Dataset entries

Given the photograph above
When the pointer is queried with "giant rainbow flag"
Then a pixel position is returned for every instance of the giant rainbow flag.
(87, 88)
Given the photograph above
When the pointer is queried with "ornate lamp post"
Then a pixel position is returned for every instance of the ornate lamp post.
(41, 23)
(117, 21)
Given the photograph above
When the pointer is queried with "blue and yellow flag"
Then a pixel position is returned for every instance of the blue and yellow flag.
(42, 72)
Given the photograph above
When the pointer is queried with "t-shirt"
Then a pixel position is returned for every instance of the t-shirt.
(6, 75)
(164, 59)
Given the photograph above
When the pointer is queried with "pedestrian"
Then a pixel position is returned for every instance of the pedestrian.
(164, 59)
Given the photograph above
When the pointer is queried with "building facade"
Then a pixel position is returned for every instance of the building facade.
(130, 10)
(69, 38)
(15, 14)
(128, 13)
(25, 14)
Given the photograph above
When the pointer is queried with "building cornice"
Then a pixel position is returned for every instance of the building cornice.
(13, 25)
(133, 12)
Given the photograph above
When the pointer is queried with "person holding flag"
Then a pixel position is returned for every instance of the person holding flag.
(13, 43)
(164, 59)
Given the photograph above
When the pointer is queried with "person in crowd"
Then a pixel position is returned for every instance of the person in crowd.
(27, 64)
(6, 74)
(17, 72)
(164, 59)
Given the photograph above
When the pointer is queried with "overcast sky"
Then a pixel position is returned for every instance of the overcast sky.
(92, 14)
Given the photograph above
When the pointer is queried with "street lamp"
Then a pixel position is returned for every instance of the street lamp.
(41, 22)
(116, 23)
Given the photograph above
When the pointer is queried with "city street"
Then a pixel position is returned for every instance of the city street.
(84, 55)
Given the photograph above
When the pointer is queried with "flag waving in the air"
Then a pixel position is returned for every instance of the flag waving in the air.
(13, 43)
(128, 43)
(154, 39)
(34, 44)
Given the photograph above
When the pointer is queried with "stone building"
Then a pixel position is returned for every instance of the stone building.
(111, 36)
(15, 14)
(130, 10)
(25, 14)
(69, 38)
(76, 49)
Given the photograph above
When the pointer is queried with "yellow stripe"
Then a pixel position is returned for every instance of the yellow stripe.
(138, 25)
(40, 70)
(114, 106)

● **Your assignment**
Set down the records again verbatim, so that each word stays as it is.

● **Completed task**
Given the photograph above
When the pointer is queried with "giant rainbow flag"
Then a pixel position is returned for every instance of the giant rainbow flag.
(87, 88)
Given the photograph above
When the pointer is queried with "ornate lamp post"
Then a pixel position is returned for every instance of the ornate lamp post.
(41, 23)
(117, 21)
Given the photograph above
When the pointer is queried with "blue and yellow flag"
Then a pixel position is returned for every instance of the blue and yellow flag.
(42, 72)
Given the photograph above
When the pointer is queried with "t-shirt"
Then a pixel position is returned for every instance of the t-shirt.
(6, 75)
(164, 59)
Given the photograph above
When the pointer is queried with "pedestrian"
Then a pixel position is returned for every instance of the pedestrian.
(164, 59)
Given the photograph above
When the pointer is queried with "building facade"
Then a pixel position is returned for every instance of the building facade.
(130, 10)
(69, 38)
(15, 14)
(128, 13)
(25, 14)
Given the photograph above
When the pointer is queried with "building cornice"
Then a pixel position is returned for every instance of the building cornice.
(13, 25)
(133, 12)
Given the photograph above
When the pointer is queried with "person holding flag"
Then a pixel position is returned for every instance of the person holding flag.
(13, 43)
(164, 59)
Given the photograph above
When the pointer is queried with "person in crowd"
Then a pixel position is returned for every instance of the person in crowd.
(27, 64)
(6, 74)
(17, 72)
(164, 59)
Given the photograph above
When the pointer is queried with "overcast sky"
Then a pixel position is returned for every instance of the overcast sky.
(92, 14)
Given the photograph above
When the pointer is queried with "street lamp"
Then a pixel position is returned for every instance of the street lamp.
(41, 22)
(116, 23)
Given the photograph above
When the pointer is queried with "city street"
Then a pixel position is returned for every instance of the city street.
(84, 55)
Given the photograph above
When the pointer is queried with "flag waving in the air"
Then a pixel position is returned for every instance of the flag waving in the air.
(13, 43)
(128, 43)
(154, 39)
(34, 44)
Given the photograph above
When the pointer is queried with "stone building"
Then a pixel position is returned for every instance of the stone building.
(111, 36)
(15, 14)
(130, 10)
(25, 14)
(69, 38)
(76, 49)
Given the photograph above
When the pointer is queried with "yellow stripe"
Then a pixel position is returned for every instance of the yellow stripe.
(138, 25)
(40, 70)
(114, 106)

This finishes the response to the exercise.